* EXERCISE DESCRIPTION *
Find the line with "Target: tree line on hill" in the entries below. Repeat it, every following line, and the line with "Guideline: for every instance of the snow-covered field, set", exactly and with nothing added.

(Collection entries)
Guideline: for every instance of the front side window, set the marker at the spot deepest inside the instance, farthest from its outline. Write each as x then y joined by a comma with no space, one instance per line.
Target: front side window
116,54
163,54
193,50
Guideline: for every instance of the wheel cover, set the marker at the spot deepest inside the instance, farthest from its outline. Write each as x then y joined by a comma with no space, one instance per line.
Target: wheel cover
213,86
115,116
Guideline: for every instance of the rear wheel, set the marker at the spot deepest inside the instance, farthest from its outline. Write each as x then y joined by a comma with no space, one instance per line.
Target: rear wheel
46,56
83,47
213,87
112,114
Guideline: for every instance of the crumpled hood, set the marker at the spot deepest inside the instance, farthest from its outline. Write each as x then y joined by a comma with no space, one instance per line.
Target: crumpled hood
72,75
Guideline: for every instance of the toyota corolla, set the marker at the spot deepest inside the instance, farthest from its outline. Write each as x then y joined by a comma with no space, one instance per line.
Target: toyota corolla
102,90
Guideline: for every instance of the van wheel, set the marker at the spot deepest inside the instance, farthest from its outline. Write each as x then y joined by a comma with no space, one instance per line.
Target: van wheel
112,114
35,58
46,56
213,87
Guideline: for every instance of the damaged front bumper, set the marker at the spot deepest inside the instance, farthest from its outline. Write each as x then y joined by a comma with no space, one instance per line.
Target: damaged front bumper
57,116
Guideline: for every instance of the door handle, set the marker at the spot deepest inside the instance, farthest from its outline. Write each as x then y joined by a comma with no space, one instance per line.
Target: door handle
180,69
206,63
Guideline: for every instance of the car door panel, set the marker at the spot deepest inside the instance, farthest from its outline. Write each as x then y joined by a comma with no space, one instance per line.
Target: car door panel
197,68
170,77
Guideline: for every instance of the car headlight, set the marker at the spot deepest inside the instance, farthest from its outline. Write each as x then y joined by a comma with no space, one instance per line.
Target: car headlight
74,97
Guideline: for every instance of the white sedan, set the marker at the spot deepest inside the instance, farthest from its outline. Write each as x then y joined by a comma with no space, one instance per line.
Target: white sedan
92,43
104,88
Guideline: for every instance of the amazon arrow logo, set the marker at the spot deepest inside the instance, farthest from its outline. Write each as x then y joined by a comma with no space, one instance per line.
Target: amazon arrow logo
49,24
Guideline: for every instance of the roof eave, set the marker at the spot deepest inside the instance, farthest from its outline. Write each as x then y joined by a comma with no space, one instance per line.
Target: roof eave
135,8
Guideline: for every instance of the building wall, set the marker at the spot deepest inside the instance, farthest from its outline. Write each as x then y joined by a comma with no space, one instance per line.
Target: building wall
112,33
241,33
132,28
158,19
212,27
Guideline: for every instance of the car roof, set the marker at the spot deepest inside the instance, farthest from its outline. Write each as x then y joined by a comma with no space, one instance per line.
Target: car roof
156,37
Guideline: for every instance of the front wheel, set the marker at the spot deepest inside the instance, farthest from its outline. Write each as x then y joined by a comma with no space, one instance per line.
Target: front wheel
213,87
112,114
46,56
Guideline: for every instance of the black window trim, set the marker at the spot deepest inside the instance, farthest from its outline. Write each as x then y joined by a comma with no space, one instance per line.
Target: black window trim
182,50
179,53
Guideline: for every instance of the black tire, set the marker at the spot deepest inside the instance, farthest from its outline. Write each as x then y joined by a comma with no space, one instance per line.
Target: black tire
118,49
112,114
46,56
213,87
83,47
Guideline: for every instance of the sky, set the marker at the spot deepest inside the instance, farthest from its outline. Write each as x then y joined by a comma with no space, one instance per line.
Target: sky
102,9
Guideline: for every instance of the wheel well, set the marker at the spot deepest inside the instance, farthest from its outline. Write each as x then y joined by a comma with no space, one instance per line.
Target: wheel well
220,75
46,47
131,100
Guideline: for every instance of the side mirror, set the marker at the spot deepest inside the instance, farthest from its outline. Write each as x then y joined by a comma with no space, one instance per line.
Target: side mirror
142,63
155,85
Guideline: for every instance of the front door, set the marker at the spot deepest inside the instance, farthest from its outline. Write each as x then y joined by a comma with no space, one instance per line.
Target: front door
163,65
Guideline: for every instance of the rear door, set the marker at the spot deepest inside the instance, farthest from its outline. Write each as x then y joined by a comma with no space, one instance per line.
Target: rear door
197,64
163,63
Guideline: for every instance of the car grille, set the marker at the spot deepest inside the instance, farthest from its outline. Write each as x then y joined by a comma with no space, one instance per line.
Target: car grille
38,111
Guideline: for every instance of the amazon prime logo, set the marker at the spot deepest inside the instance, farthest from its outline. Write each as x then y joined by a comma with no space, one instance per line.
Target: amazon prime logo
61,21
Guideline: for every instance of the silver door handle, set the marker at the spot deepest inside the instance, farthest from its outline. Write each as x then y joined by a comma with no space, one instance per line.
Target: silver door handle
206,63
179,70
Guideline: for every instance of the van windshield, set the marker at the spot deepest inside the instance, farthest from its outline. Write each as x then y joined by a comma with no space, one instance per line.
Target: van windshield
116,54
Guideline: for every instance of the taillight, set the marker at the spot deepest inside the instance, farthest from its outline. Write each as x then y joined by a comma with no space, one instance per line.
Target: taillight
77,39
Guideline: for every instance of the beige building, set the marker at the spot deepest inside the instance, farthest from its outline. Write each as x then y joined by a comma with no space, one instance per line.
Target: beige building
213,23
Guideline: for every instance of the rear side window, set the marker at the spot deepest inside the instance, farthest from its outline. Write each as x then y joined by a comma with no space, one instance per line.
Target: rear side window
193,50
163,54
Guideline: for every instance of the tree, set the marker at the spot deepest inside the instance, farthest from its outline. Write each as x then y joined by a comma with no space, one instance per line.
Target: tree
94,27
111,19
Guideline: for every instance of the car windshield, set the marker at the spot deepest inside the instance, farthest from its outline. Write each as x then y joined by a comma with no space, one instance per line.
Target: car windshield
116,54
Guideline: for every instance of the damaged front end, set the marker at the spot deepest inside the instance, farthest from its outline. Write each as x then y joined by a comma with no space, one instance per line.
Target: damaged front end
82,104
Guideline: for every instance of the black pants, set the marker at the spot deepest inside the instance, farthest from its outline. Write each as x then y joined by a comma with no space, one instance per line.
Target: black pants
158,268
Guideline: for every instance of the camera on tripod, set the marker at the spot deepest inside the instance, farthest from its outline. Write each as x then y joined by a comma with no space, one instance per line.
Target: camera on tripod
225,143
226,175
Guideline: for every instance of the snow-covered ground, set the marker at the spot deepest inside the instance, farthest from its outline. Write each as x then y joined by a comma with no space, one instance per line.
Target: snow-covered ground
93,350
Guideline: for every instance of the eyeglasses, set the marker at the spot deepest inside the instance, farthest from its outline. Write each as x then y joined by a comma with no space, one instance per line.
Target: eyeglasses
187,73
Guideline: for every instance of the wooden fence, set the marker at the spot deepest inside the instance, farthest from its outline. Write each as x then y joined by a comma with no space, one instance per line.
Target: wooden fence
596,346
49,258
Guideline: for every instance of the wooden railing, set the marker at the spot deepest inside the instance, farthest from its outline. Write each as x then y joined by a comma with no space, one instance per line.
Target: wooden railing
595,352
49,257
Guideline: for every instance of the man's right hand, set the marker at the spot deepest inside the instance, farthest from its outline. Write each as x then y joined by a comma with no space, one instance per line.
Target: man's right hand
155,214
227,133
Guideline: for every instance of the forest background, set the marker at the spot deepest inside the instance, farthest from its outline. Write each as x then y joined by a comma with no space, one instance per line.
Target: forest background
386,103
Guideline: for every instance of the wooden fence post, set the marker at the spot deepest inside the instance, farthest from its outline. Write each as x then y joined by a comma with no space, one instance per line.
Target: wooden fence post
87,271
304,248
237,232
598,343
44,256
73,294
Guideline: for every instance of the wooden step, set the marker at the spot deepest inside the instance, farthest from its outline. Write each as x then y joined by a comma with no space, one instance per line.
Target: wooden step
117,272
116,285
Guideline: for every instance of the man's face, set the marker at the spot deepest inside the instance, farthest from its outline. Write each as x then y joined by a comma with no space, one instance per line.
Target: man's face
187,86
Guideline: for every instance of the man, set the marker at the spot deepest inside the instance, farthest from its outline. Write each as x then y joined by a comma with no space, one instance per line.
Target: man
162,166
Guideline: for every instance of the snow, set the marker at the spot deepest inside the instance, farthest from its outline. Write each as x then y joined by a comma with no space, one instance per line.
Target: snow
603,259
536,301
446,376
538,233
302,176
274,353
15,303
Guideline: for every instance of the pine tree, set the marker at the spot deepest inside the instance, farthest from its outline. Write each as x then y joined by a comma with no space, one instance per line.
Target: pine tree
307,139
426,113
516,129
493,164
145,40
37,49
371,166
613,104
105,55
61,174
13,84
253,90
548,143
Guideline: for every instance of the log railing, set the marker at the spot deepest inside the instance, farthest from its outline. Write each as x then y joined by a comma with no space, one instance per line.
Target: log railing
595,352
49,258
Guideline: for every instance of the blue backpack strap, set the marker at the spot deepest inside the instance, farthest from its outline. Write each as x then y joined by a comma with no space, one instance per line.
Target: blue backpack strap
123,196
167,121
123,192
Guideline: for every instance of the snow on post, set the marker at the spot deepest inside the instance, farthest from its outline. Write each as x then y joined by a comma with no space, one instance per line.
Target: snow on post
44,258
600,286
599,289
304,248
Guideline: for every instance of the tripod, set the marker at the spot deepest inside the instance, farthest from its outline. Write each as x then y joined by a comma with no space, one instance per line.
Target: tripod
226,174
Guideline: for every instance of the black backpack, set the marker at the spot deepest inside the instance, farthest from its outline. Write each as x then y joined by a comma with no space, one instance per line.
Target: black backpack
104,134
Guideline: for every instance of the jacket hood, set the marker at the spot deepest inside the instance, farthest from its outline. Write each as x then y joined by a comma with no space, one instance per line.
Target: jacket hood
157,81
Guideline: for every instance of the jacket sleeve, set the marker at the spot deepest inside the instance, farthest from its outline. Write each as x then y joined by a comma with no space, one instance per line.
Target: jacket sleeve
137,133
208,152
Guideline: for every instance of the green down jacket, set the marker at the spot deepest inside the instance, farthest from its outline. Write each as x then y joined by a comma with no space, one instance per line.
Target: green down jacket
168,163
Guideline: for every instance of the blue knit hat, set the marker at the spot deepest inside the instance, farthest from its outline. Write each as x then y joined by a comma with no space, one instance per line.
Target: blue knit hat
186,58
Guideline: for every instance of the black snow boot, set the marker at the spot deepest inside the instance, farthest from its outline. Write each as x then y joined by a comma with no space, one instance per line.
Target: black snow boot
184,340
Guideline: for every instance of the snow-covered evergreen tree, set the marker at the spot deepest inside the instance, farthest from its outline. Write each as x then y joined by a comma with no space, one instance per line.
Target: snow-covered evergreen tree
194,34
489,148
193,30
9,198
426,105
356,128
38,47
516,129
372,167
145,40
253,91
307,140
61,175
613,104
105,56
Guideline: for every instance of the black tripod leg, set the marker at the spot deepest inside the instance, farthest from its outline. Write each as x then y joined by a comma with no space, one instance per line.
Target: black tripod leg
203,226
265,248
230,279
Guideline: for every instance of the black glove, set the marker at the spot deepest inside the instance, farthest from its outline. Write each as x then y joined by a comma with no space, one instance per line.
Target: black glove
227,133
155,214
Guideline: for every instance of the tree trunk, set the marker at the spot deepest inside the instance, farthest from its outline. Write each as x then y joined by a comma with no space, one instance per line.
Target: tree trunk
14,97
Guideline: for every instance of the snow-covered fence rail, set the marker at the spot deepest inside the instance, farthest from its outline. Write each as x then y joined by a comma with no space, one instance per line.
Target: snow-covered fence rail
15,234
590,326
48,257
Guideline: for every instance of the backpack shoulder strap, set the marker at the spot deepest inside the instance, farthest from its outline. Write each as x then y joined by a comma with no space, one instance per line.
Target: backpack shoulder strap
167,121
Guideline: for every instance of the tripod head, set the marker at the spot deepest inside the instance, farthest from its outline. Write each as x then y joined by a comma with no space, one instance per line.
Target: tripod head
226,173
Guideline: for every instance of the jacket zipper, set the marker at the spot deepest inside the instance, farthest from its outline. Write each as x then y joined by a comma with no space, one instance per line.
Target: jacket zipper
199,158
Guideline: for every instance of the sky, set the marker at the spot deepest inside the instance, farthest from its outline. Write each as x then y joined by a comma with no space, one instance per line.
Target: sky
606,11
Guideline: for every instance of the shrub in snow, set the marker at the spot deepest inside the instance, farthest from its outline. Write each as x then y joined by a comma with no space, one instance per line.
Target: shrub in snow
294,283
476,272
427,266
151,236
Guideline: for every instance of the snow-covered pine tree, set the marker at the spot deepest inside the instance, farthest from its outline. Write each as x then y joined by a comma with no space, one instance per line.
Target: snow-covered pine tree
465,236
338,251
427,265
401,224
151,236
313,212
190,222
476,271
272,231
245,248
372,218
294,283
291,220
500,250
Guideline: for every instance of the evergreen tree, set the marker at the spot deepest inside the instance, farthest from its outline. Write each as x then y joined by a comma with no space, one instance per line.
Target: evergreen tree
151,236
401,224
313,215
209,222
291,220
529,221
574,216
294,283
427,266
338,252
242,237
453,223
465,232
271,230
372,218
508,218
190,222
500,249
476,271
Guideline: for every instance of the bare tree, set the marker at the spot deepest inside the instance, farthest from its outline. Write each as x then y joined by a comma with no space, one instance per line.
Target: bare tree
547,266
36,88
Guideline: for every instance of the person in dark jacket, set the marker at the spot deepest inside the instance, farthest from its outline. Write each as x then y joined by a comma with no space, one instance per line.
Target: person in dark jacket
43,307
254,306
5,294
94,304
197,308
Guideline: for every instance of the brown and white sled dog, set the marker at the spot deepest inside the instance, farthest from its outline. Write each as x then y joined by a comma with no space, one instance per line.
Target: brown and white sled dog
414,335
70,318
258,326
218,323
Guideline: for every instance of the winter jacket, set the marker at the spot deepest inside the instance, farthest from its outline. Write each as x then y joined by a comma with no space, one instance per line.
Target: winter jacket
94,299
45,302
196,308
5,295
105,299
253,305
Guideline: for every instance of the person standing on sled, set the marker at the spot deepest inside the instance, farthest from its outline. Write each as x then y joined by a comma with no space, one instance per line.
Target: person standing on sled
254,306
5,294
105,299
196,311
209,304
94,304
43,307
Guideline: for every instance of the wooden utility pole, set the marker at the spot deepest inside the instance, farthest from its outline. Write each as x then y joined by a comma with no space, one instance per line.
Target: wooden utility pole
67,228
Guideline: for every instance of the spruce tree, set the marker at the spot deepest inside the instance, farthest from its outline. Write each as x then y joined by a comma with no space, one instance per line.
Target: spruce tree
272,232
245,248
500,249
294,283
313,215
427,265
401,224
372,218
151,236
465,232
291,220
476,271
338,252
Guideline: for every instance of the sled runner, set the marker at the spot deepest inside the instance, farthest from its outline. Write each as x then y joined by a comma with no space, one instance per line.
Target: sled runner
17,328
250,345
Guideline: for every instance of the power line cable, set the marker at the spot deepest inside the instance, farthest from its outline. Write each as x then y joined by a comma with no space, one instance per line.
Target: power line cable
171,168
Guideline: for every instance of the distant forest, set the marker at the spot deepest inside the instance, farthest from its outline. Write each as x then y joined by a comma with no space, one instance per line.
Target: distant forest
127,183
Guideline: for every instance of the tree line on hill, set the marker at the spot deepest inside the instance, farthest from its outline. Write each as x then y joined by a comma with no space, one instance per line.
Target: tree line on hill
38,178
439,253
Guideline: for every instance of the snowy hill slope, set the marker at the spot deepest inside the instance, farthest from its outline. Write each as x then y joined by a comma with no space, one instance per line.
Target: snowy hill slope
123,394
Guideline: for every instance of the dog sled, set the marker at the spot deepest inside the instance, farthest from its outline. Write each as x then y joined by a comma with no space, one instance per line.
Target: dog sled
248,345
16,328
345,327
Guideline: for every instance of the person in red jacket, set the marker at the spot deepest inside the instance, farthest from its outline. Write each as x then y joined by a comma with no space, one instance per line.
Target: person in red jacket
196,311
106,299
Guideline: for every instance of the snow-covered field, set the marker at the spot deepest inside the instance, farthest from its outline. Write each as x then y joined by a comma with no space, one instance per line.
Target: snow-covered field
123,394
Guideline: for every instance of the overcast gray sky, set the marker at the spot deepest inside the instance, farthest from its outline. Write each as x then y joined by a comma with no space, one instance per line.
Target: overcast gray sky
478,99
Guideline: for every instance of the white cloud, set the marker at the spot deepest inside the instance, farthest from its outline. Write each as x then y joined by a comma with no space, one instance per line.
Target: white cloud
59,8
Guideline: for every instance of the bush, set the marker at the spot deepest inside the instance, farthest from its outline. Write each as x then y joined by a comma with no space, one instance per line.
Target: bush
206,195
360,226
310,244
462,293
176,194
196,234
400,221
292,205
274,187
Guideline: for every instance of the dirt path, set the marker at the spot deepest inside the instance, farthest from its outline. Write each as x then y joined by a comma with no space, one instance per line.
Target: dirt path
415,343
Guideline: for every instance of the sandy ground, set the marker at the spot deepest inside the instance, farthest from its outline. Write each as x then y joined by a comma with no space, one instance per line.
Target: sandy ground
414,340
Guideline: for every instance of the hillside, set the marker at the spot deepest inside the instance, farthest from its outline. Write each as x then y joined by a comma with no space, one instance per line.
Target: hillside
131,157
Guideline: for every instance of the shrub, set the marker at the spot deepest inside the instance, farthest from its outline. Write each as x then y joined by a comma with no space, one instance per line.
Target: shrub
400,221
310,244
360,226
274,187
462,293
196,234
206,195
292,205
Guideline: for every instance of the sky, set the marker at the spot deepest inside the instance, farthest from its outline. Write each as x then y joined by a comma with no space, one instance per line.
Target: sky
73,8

* SOLUTION TO THE EXERCISE *
Target: tree line on hill
38,178
439,253
Guideline: for every instance of the snowy hill slope, set the marker at the spot deepest inside the instance, farthest from its outline. Write each as x then y joined by a comma with no space, one instance per line.
Target: snowy hill slope
123,394
Guideline: for every instance of the dog sled, set the marker at the spot deepest inside the instance, farthest from its outline. Write each as x then y joined by a comma with no space, one instance per line.
Target: dog sled
248,345
16,328
345,327
Guideline: for every instance of the person in red jacket, set the marker at the spot deepest inside the instance, farthest from its outline. Write each as x then y joined by a comma with no space, one instance per line.
Target: person in red jacket
196,311
106,299
Guideline: for every instance of the snow-covered field, set the marker at the spot deepest inside the instance, farthest from its outline. Write each as x then y joined by a comma with no space, one instance per line.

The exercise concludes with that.